WHAT THE TASK ASKS:
Reproduce the complete listing without any deviation.
==== RECORD EXCERPTS ====
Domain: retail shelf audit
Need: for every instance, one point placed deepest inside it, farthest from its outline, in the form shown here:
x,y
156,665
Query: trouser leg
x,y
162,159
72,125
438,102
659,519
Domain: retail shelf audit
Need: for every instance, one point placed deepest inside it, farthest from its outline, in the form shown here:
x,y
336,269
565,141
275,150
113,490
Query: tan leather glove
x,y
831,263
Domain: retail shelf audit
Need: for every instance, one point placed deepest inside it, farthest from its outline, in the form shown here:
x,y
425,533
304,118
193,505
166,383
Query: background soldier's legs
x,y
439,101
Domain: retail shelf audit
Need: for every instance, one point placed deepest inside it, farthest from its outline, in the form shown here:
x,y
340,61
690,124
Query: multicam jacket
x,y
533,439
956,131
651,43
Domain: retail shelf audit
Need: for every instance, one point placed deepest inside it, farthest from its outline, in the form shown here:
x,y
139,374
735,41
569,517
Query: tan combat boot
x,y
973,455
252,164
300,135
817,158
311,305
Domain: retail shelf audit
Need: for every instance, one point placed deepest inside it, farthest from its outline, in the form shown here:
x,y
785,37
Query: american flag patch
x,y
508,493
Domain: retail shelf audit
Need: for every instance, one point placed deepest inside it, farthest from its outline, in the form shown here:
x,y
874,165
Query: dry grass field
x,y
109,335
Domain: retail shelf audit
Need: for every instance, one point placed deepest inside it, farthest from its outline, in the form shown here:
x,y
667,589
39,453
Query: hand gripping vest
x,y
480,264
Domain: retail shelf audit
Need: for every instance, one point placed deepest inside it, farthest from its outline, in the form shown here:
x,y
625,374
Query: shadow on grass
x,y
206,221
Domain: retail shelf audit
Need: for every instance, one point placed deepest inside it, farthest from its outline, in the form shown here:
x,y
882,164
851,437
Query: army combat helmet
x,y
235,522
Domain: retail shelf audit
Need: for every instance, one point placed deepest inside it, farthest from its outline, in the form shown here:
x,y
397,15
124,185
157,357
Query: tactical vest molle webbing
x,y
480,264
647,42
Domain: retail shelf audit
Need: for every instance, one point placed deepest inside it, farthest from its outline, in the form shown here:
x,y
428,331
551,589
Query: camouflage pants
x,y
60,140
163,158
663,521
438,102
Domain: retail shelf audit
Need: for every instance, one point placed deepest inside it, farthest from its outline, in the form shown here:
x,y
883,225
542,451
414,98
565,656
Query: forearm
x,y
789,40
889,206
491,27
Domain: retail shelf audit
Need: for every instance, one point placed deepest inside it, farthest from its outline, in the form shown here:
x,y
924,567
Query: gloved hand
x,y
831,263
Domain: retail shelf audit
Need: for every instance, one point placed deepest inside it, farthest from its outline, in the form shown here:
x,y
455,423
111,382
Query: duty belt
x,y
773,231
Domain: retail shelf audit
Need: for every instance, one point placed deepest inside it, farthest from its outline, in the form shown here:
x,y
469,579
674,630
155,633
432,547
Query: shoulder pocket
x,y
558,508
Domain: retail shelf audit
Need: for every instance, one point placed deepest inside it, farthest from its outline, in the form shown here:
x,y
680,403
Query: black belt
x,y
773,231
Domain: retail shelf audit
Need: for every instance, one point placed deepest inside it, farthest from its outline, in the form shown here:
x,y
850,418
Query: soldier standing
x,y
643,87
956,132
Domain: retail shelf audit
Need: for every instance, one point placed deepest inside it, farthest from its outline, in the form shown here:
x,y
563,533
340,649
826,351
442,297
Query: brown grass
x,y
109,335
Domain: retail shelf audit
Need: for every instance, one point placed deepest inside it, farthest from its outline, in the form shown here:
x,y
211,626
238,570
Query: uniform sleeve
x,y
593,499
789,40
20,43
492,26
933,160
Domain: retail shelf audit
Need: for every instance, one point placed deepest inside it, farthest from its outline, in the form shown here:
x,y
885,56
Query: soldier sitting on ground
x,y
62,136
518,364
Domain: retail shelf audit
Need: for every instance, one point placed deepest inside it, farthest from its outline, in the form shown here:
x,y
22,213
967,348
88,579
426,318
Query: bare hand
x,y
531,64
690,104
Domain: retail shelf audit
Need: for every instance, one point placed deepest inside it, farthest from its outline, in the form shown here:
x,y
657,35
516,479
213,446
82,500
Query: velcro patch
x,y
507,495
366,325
====
RESPONSE TO THIS TASK:
Domain: retail shelf audit
Need: for every instance, one point placed deepest inside it, farthest from its outline, in the form shown here:
x,y
156,665
Query: trouser leg
x,y
162,159
72,125
438,102
659,519
Domain: retail shelf audit
Need: for every instance, one point placed deepest inside it, farthest from its outline, in the form shown here:
x,y
336,269
565,141
275,150
113,490
Query: tan leather glove
x,y
831,263
Domain: retail shelf audit
Need: for every instance, one point placed deepest inside it, farthest from its outline, in the form shown here:
x,y
425,533
304,118
193,505
166,383
Query: background soldier's legs
x,y
439,101
Domain: retail shelf audit
Need: for every instance, one point placed deepest inside it, farthest from its outline, in the form shown here:
x,y
340,61
690,124
Query: multicam jacket
x,y
533,439
956,131
651,43
Domain: retail shelf audit
Need: for every instance, one point placed deepest inside it, farthest from its outline, in the form shown here:
x,y
139,374
735,41
569,517
Query: tan combat boot
x,y
973,455
252,164
300,135
817,158
311,305
Domain: retail shelf audit
Need: for every instance, one point placed deepest inside it, farthest from its outline, in the form shown here:
x,y
785,37
Query: american flag patch
x,y
508,493
Domain: retail shelf audit
Need: for every instance, one point placed deepest inside it, farthest from its outline, in the form shown here:
x,y
874,165
Query: dry grass field
x,y
109,335
Domain: retail shelf audit
Need: for every instance, one point placed deepest inside it, farthest from its outline, in the form shown here:
x,y
667,589
39,453
Query: hand gripping vest
x,y
480,264
Domain: retail shelf audit
Need: for every instance, one point placed deepest inside it, farthest from its outline, in the form shown here:
x,y
625,374
Query: shadow on grass
x,y
206,221
Domain: retail shelf audit
Need: for every instance, one point placed deepest inside it, farthest from its outline, in the form shown here:
x,y
882,164
851,437
Query: army combat helmet
x,y
235,522
Domain: retail shelf audit
Need: for every instance, one point placed deepest inside it, farthest from its outline, in the form shown here:
x,y
397,15
124,185
157,357
Query: tactical vest molle webbing
x,y
480,264
647,42
Domain: retail shelf audit
Need: for every instance, one point placed deepest inside it, farthest from its outline, in the form shown here:
x,y
428,331
551,589
Query: camouflage pants
x,y
60,140
163,158
663,521
438,102
Domain: retail shelf audit
Need: for every instance, one point placed deepest inside it, farthest from its outline, in the form shown here:
x,y
883,225
542,451
414,98
565,656
Query: forearm
x,y
789,40
889,206
491,27
Domain: retail shelf audit
Need: for every instance, one point placed deepest inside it, farthest from its outline, in the form shown here:
x,y
924,567
Query: gloved hand
x,y
831,263
Domain: retail shelf audit
Need: for every instance, one point placed deepest inside it, farthest from its outline, in the form shown here:
x,y
455,423
111,382
Query: duty belt
x,y
773,231
Domain: retail shelf audit
Need: for every instance, one point placed deepest inside it, farthest from its outline, in the form shown here:
x,y
469,579
674,630
155,633
432,547
Query: shoulder pocket
x,y
558,508
Domain: retail shelf audit
Need: for every instance, one point placed deepest inside it, farthest from its outline, in the form shown here:
x,y
680,403
Query: black belt
x,y
773,231
Domain: retail shelf audit
Need: for every instance, one point placed deepest inside it, farthest from its outline, in the form shown here:
x,y
850,418
Query: soldier standing
x,y
643,87
956,132
Domain: retail shelf audit
Need: for every instance, one point placed deepest inside it, farthest from its outline, in the form shown here:
x,y
563,533
340,649
826,351
442,297
Query: brown grass
x,y
109,335
Domain: retail shelf audit
Need: for every instance, one point placed deepest inside it, farthest from its outline, in the form shown here:
x,y
211,626
238,570
Query: uniform sleeve
x,y
593,499
789,40
20,43
492,26
933,160
Domain: retail shelf audit
Need: for every instance, one point placed deepest inside it, farthest from its outline, in the form shown here:
x,y
885,56
Query: soldier sitting on ground
x,y
62,136
518,364
Domain: retail shelf audit
Need: for every instance, one point placed deepest inside it, farthest from its outline, in the form shown here:
x,y
22,213
967,348
88,579
426,318
Query: bare hand
x,y
531,64
690,104
Domain: retail shelf audit
Need: for every instance, one point placed deepest inside it, farthest from its outline, in the form shown here:
x,y
657,35
516,479
213,446
82,500
Query: velcro patch
x,y
507,495
366,325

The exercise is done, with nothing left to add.